* EXTRACTED TEXT
....

After his attorneys fought the introduction of IRS whistleblower testimony, Hunter Biden's plea deal on criminal charges unraveled during a court hearing in Wilmington, Delaware on Wednesday. The first son entered a plea of not guilty and the Trump-appointed judge hearing the case put the deal on hold.
U.S. District Judge Maryellen Noreika said she needed more information before deciding whether to sign off on the deal.
“These agreements are not straightforward and they contain atypical provisions,” Noreika said, adding: “I’m not in a position where I can decide to accept or reject a plea agreement and I need to defer it.”
The action was preceded by a flurry of last-minute legal maneuvers in the background of a high-stakes battle that could implicate President Joe Biden.
Hunter Biden was charged last month with two misdemeanor crimes of failure to pay more than $100,000 in taxes from over $1.5 million in income in both 2017 and 2018 and had been expected to plead guilty Wednesday after he made an agreement with prosecutors, who were planning to recommend two years of probation.
Noreika, however, raised multiple concerns about the deal, which critics have said amounted to nothing more than a slap on the wrist. The deal also included an agreement on a separate gun felony charge in which Hunter Biden has accused of possessing a firearm in 2018 as a drug user. As long as he adhered to the terms of his agreement, the gun case was to be be wiped from his record. Otherwise, the felony charge carries 10 years in prison.
“It seems to me like you are saying ‘just rubber stamp the agreement, Your Honor.' … This seems to me to be form over substance," the judge said. Noreika gave defense lawyers and prosecutors 30 days to explain why she should accept the deal. In the meantime, Hunter Biden pleaded not guilty to the tax charges.
"The last-minute upheaval before Judge Noreika, who was appointed to the bench by former President Donald Trump, marks the latest twist in a meandering and politically explosive Justice Department investigation into Hunter Biden’s finances, business dealings and well-documented drug and alcohol addiction, and ensures that his legal problems will continue to be front and center in the 2024 presidential campaign," the Wall Street Journal noted.
On Tuesday, Rep. Jason Smith of Missouri, who chairs the House Ways and Means Committee, filed a brief in the case urging the court to consider rejecting the plea deal. The brief highlighted recent testimony heard from two IRS investigators alleging that political considerations might have infected the Hunter Biden investigation. “In the interest of full transparency and fairness for all citizens, it is critical for the Court to have this information,” the brief said.

....

* STUDY MATERIAL

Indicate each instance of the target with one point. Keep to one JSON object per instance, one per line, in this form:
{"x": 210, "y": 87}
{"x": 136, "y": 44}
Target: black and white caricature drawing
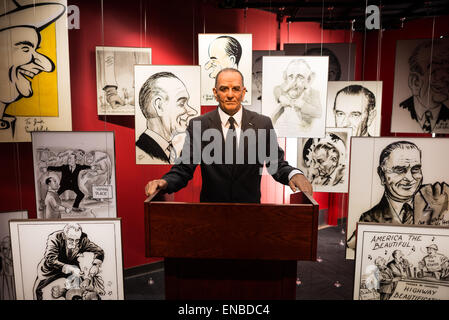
{"x": 325, "y": 161}
{"x": 115, "y": 78}
{"x": 341, "y": 57}
{"x": 76, "y": 260}
{"x": 401, "y": 262}
{"x": 356, "y": 105}
{"x": 168, "y": 97}
{"x": 34, "y": 69}
{"x": 74, "y": 174}
{"x": 7, "y": 290}
{"x": 421, "y": 86}
{"x": 402, "y": 183}
{"x": 294, "y": 95}
{"x": 256, "y": 99}
{"x": 219, "y": 51}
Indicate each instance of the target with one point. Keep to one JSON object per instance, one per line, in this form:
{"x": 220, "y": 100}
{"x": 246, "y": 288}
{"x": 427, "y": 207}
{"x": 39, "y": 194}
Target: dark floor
{"x": 331, "y": 277}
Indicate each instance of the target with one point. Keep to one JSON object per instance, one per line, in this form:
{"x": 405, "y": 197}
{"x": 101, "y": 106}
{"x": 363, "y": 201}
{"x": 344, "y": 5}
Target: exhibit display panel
{"x": 336, "y": 84}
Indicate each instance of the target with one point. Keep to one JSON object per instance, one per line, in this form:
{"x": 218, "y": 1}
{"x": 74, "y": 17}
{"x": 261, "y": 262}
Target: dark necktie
{"x": 427, "y": 124}
{"x": 231, "y": 137}
{"x": 172, "y": 153}
{"x": 407, "y": 214}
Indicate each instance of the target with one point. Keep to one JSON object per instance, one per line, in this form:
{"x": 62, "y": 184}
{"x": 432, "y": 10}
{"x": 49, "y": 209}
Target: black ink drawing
{"x": 294, "y": 95}
{"x": 356, "y": 105}
{"x": 168, "y": 99}
{"x": 7, "y": 290}
{"x": 115, "y": 78}
{"x": 21, "y": 62}
{"x": 325, "y": 161}
{"x": 341, "y": 57}
{"x": 77, "y": 181}
{"x": 404, "y": 196}
{"x": 401, "y": 263}
{"x": 76, "y": 260}
{"x": 421, "y": 86}
{"x": 67, "y": 257}
{"x": 256, "y": 99}
{"x": 219, "y": 51}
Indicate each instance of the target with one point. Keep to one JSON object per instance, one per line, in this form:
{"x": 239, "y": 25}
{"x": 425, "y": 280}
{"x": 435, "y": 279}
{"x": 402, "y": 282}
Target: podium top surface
{"x": 232, "y": 231}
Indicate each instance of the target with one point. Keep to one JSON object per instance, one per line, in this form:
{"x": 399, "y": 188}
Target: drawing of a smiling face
{"x": 402, "y": 174}
{"x": 20, "y": 62}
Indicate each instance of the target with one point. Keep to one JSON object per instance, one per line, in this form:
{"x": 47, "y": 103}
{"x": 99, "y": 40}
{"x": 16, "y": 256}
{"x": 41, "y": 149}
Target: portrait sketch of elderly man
{"x": 22, "y": 60}
{"x": 115, "y": 78}
{"x": 424, "y": 105}
{"x": 341, "y": 57}
{"x": 405, "y": 199}
{"x": 256, "y": 100}
{"x": 62, "y": 260}
{"x": 220, "y": 51}
{"x": 296, "y": 104}
{"x": 354, "y": 105}
{"x": 166, "y": 105}
{"x": 325, "y": 161}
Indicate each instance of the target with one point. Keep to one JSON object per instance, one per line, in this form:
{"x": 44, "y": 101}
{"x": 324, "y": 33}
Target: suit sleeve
{"x": 183, "y": 169}
{"x": 275, "y": 163}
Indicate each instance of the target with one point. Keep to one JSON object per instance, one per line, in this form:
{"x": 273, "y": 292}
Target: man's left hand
{"x": 300, "y": 181}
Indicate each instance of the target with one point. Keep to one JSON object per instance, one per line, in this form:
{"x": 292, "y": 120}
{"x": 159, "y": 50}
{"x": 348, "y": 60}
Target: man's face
{"x": 20, "y": 63}
{"x": 54, "y": 184}
{"x": 229, "y": 92}
{"x": 73, "y": 238}
{"x": 324, "y": 161}
{"x": 175, "y": 111}
{"x": 437, "y": 91}
{"x": 351, "y": 112}
{"x": 218, "y": 58}
{"x": 401, "y": 174}
{"x": 297, "y": 79}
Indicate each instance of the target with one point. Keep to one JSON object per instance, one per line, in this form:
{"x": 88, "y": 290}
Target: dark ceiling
{"x": 344, "y": 14}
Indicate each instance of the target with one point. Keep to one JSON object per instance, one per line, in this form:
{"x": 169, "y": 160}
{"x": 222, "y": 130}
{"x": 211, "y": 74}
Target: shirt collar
{"x": 420, "y": 110}
{"x": 397, "y": 206}
{"x": 224, "y": 117}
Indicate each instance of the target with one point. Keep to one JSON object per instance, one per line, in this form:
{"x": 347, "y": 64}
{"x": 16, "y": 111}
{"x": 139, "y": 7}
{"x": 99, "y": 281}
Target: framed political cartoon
{"x": 74, "y": 174}
{"x": 256, "y": 94}
{"x": 219, "y": 51}
{"x": 37, "y": 97}
{"x": 67, "y": 259}
{"x": 7, "y": 289}
{"x": 356, "y": 105}
{"x": 341, "y": 57}
{"x": 421, "y": 93}
{"x": 397, "y": 180}
{"x": 115, "y": 78}
{"x": 168, "y": 97}
{"x": 294, "y": 91}
{"x": 401, "y": 262}
{"x": 325, "y": 161}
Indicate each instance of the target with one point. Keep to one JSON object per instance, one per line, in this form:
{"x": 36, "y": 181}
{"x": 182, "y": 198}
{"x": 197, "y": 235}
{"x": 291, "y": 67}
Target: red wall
{"x": 171, "y": 29}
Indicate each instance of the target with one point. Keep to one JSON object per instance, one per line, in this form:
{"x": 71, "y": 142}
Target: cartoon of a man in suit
{"x": 428, "y": 81}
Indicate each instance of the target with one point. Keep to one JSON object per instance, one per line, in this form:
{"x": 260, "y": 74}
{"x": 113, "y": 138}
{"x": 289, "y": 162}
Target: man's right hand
{"x": 154, "y": 186}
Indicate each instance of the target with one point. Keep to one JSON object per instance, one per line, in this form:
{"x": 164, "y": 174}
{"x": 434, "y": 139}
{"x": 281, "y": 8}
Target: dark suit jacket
{"x": 69, "y": 180}
{"x": 151, "y": 147}
{"x": 222, "y": 182}
{"x": 410, "y": 106}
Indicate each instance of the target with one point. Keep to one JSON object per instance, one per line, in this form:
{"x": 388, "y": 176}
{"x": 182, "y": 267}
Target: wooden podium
{"x": 231, "y": 251}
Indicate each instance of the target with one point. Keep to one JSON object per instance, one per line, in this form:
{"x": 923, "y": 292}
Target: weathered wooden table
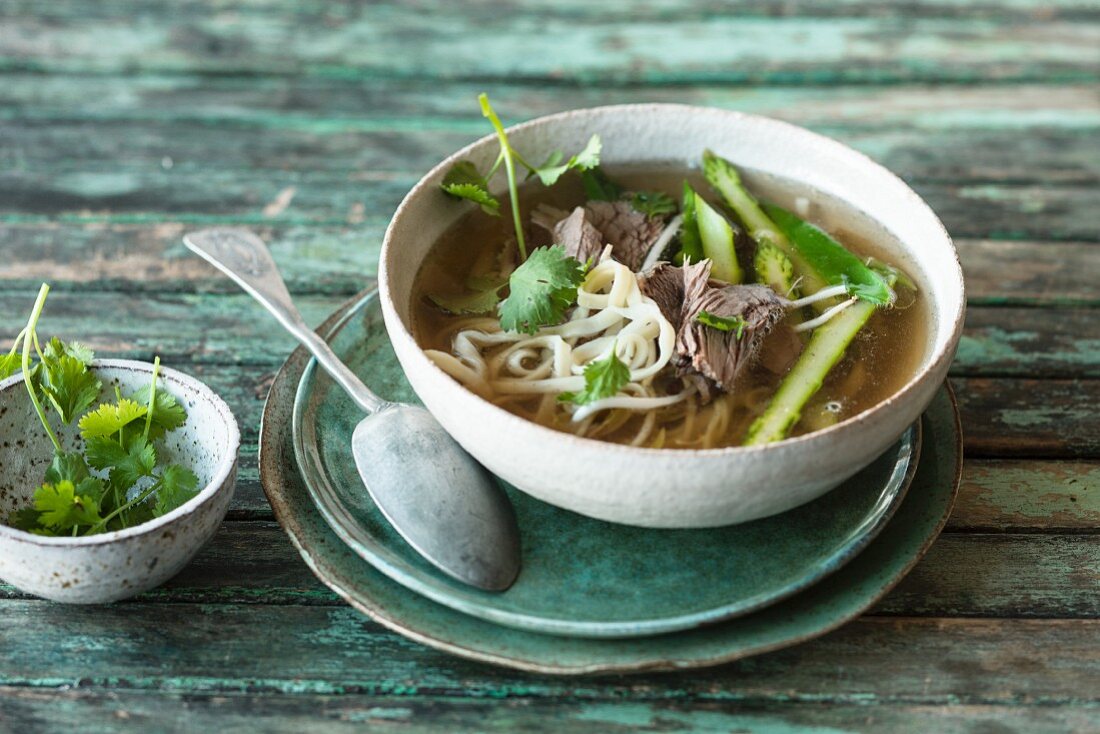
{"x": 123, "y": 122}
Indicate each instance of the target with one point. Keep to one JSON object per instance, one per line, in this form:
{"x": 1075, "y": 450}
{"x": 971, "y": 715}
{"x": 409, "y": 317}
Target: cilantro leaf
{"x": 541, "y": 289}
{"x": 109, "y": 418}
{"x": 10, "y": 364}
{"x": 652, "y": 204}
{"x": 68, "y": 466}
{"x": 177, "y": 485}
{"x": 735, "y": 324}
{"x": 477, "y": 302}
{"x": 62, "y": 507}
{"x": 25, "y": 518}
{"x": 167, "y": 413}
{"x": 602, "y": 379}
{"x": 55, "y": 348}
{"x": 127, "y": 464}
{"x": 552, "y": 170}
{"x": 463, "y": 182}
{"x": 598, "y": 187}
{"x": 69, "y": 385}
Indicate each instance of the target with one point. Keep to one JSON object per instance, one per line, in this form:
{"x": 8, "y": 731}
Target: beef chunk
{"x": 573, "y": 232}
{"x": 719, "y": 355}
{"x": 586, "y": 229}
{"x": 708, "y": 358}
{"x": 664, "y": 284}
{"x": 629, "y": 232}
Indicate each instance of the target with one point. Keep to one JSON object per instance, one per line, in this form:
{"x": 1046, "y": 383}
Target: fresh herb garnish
{"x": 652, "y": 204}
{"x": 465, "y": 182}
{"x": 120, "y": 438}
{"x": 598, "y": 187}
{"x": 602, "y": 379}
{"x": 552, "y": 170}
{"x": 831, "y": 260}
{"x": 735, "y": 324}
{"x": 540, "y": 289}
{"x": 475, "y": 302}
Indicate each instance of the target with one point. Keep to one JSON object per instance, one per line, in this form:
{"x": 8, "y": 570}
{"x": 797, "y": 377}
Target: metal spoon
{"x": 433, "y": 493}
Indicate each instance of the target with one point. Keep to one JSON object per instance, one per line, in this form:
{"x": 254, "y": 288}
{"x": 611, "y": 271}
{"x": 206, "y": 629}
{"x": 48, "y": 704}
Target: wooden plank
{"x": 312, "y": 649}
{"x": 1018, "y": 418}
{"x": 571, "y": 44}
{"x": 994, "y": 495}
{"x": 1002, "y": 576}
{"x": 1030, "y": 341}
{"x": 223, "y": 329}
{"x": 1013, "y": 495}
{"x": 1030, "y": 273}
{"x": 342, "y": 260}
{"x": 326, "y": 107}
{"x": 156, "y": 151}
{"x": 94, "y": 711}
{"x": 1014, "y": 417}
{"x": 964, "y": 574}
{"x": 1015, "y": 211}
{"x": 998, "y": 495}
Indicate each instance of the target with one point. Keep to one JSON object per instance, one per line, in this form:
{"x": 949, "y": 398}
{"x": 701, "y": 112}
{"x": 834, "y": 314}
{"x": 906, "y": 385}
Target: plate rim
{"x": 327, "y": 500}
{"x": 271, "y": 452}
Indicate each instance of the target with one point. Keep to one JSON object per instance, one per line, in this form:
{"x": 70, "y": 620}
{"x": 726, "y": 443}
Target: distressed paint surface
{"x": 546, "y": 41}
{"x": 122, "y": 123}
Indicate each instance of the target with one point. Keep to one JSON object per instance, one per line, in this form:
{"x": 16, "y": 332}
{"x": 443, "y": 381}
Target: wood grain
{"x": 125, "y": 122}
{"x": 231, "y": 329}
{"x": 96, "y": 711}
{"x": 996, "y": 495}
{"x": 545, "y": 42}
{"x": 321, "y": 649}
{"x": 964, "y": 574}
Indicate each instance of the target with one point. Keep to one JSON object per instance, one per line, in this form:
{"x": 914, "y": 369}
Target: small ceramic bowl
{"x": 664, "y": 488}
{"x": 112, "y": 566}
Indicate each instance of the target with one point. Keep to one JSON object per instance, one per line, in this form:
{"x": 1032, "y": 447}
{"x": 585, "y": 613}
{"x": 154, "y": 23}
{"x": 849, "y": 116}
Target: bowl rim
{"x": 218, "y": 481}
{"x": 934, "y": 363}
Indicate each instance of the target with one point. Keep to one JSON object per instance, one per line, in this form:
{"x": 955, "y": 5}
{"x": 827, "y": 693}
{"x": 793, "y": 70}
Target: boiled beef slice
{"x": 721, "y": 355}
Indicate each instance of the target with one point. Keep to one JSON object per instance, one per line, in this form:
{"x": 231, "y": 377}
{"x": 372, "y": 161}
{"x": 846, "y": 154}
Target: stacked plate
{"x": 593, "y": 595}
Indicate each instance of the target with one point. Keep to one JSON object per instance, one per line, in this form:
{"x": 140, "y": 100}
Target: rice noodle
{"x": 612, "y": 313}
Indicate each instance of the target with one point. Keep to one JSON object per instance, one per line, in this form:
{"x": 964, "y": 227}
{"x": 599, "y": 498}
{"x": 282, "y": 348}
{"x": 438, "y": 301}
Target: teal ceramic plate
{"x": 824, "y": 606}
{"x": 583, "y": 577}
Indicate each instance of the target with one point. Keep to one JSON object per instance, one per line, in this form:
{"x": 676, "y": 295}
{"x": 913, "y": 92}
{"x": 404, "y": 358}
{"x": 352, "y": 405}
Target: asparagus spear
{"x": 706, "y": 233}
{"x": 773, "y": 269}
{"x": 825, "y": 348}
{"x": 725, "y": 178}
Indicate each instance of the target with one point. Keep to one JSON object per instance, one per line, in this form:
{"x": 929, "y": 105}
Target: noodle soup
{"x": 669, "y": 408}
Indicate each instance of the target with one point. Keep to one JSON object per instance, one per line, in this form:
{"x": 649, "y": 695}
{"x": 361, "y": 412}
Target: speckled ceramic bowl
{"x": 112, "y": 566}
{"x": 663, "y": 488}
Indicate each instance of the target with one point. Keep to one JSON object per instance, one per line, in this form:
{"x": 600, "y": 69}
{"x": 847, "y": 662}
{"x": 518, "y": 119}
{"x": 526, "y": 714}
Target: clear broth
{"x": 878, "y": 363}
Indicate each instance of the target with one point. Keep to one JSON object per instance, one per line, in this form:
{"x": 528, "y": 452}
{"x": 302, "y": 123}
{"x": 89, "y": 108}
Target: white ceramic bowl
{"x": 112, "y": 566}
{"x": 662, "y": 488}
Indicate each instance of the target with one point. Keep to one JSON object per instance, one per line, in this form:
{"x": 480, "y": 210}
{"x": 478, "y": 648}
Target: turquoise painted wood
{"x": 124, "y": 122}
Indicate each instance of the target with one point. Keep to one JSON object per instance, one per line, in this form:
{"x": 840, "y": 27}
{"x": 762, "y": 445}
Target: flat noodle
{"x": 612, "y": 314}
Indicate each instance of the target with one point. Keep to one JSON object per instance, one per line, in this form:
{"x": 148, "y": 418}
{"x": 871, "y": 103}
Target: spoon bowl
{"x": 441, "y": 501}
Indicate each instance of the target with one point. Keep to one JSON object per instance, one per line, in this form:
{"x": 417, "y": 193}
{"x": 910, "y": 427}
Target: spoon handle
{"x": 243, "y": 256}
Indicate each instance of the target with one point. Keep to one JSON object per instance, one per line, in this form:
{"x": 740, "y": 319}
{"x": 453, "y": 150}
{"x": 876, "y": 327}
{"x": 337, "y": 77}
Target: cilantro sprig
{"x": 603, "y": 378}
{"x": 118, "y": 480}
{"x": 540, "y": 289}
{"x": 734, "y": 324}
{"x": 465, "y": 182}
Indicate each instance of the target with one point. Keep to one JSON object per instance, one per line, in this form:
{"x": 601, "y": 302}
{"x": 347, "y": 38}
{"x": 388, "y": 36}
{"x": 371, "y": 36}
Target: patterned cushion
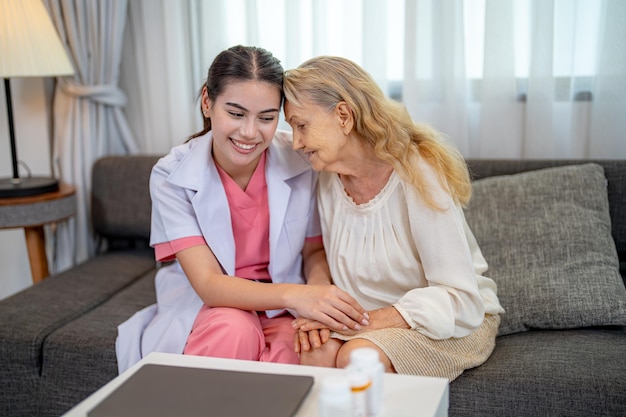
{"x": 546, "y": 235}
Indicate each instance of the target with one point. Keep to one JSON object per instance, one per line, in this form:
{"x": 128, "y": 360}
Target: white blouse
{"x": 396, "y": 250}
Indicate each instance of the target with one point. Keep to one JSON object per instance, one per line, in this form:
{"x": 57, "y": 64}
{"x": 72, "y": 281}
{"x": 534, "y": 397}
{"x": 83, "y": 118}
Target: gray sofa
{"x": 562, "y": 347}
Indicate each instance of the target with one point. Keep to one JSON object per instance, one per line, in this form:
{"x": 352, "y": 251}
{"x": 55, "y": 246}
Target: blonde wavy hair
{"x": 381, "y": 122}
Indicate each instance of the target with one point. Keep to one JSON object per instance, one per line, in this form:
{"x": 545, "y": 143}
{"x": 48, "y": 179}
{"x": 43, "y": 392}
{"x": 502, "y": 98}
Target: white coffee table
{"x": 403, "y": 395}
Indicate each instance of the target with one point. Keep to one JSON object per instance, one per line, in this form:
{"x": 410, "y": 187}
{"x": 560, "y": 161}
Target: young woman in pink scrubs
{"x": 234, "y": 208}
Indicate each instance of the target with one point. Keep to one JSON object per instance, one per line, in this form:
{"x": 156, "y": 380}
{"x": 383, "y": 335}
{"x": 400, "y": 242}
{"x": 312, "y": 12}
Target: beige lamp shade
{"x": 29, "y": 43}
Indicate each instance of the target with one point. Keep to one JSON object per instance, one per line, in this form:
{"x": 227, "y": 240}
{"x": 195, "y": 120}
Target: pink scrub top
{"x": 250, "y": 218}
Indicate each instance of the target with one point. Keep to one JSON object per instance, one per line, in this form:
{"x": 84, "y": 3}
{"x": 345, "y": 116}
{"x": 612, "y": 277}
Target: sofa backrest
{"x": 614, "y": 170}
{"x": 120, "y": 198}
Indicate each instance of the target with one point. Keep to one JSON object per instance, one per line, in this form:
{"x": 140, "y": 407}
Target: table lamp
{"x": 29, "y": 47}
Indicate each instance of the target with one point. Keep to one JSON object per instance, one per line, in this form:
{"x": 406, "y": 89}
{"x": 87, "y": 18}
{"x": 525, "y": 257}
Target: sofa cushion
{"x": 546, "y": 235}
{"x": 546, "y": 373}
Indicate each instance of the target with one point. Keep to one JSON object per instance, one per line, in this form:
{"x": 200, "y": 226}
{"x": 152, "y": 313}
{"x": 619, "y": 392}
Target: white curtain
{"x": 551, "y": 82}
{"x": 88, "y": 119}
{"x": 500, "y": 78}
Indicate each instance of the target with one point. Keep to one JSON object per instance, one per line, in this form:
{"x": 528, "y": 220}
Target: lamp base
{"x": 11, "y": 187}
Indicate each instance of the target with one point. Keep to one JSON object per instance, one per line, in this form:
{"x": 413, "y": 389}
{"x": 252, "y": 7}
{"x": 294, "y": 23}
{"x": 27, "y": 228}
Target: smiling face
{"x": 244, "y": 118}
{"x": 318, "y": 133}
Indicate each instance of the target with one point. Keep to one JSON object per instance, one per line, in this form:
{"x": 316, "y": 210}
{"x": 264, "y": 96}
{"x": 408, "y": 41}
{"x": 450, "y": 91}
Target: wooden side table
{"x": 32, "y": 213}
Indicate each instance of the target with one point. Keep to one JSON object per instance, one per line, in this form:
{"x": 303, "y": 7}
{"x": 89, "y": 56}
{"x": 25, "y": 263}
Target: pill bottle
{"x": 360, "y": 385}
{"x": 335, "y": 398}
{"x": 367, "y": 360}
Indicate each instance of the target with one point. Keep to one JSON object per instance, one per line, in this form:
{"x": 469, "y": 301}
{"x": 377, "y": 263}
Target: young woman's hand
{"x": 307, "y": 341}
{"x": 328, "y": 305}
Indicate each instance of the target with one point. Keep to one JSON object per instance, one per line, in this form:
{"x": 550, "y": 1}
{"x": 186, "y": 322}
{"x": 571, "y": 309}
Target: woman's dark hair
{"x": 240, "y": 63}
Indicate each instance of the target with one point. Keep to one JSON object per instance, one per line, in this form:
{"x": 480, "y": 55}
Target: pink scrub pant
{"x": 226, "y": 332}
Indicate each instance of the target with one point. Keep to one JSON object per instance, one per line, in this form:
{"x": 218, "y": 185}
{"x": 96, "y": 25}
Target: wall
{"x": 30, "y": 115}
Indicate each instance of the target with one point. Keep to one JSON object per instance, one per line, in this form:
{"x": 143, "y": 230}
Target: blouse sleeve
{"x": 450, "y": 305}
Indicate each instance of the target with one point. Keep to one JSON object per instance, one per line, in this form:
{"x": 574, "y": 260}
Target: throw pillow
{"x": 546, "y": 235}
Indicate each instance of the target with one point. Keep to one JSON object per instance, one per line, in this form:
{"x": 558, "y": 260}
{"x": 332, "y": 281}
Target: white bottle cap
{"x": 364, "y": 356}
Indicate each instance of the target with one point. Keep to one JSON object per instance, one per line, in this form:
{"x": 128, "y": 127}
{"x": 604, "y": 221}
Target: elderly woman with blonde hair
{"x": 391, "y": 194}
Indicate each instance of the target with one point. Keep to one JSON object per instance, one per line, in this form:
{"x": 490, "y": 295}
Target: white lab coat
{"x": 188, "y": 199}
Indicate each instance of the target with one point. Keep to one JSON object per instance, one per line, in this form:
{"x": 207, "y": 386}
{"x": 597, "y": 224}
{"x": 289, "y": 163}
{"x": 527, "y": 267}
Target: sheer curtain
{"x": 500, "y": 78}
{"x": 88, "y": 119}
{"x": 533, "y": 78}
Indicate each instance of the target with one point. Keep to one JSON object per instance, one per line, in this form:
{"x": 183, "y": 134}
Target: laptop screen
{"x": 167, "y": 391}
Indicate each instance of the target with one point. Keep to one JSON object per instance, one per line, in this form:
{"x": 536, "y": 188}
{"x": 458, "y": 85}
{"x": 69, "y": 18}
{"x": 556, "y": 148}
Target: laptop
{"x": 176, "y": 391}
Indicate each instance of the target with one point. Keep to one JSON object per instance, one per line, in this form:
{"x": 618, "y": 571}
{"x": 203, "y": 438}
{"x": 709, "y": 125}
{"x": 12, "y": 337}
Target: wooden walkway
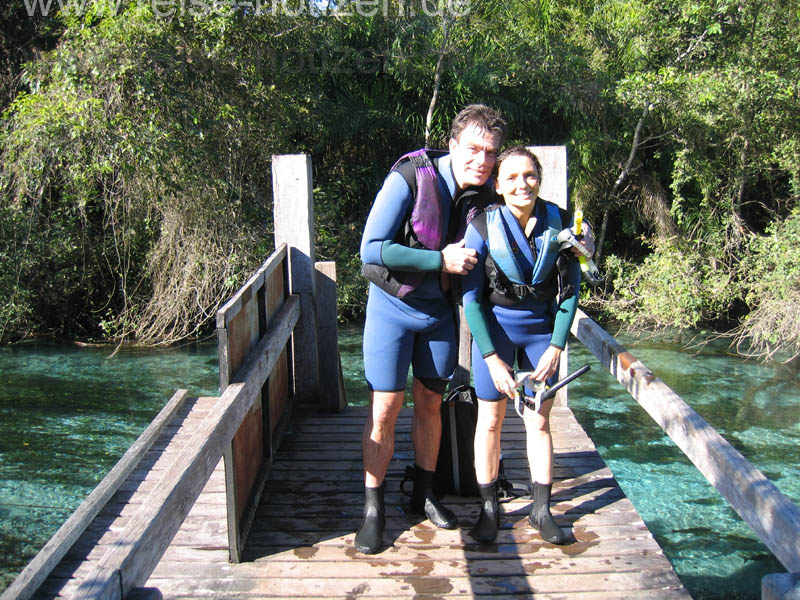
{"x": 301, "y": 544}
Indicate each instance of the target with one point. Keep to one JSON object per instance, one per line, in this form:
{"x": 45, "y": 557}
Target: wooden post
{"x": 293, "y": 211}
{"x": 330, "y": 388}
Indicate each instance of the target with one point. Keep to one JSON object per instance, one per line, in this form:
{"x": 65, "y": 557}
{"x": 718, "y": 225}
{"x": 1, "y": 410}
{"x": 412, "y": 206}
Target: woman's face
{"x": 518, "y": 182}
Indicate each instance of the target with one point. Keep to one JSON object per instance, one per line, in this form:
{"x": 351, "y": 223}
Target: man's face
{"x": 473, "y": 155}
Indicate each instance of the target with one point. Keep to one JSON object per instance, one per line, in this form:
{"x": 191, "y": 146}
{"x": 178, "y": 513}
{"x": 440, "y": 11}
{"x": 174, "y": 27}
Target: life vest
{"x": 424, "y": 227}
{"x": 507, "y": 286}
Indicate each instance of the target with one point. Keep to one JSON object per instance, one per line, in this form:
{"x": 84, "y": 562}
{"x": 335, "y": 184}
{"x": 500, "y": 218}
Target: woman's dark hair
{"x": 518, "y": 151}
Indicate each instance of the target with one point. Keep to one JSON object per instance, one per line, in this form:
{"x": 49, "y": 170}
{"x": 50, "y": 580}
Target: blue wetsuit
{"x": 419, "y": 329}
{"x": 525, "y": 330}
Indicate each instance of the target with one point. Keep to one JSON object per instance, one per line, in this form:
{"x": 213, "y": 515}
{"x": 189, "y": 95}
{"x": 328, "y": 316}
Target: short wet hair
{"x": 483, "y": 117}
{"x": 518, "y": 151}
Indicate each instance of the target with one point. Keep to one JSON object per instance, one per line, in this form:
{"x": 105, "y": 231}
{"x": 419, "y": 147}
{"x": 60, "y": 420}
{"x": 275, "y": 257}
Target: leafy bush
{"x": 676, "y": 286}
{"x": 771, "y": 282}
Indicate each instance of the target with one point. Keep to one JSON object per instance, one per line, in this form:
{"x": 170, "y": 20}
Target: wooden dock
{"x": 301, "y": 542}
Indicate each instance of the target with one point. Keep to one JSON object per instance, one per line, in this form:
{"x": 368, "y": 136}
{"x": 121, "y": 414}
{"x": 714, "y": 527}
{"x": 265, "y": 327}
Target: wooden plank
{"x": 293, "y": 210}
{"x": 232, "y": 307}
{"x": 143, "y": 541}
{"x": 302, "y": 537}
{"x": 770, "y": 514}
{"x": 38, "y": 569}
{"x": 331, "y": 398}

....

* TASKS
A: In the article about Hunter Biden's plea hearing, how many days did Judge Noreika give the defense lawyers and prosecutors to explain why she should accept the deal?
B: Quote the Hunter Biden plea article from "After his attorneys" up to and including "deal on hold.".

* YOUR RESPONSES
A: She gave them 30 days.

B:
After his attorneys fought the introduction of IRS whistleblower testimony, Hunter Biden's plea deal on criminal charges unraveled during a court hearing in Wilmington, Delaware on Wednesday. The first son entered a plea of not guilty and the Trump-appointed judge hearing the case put the deal on hold.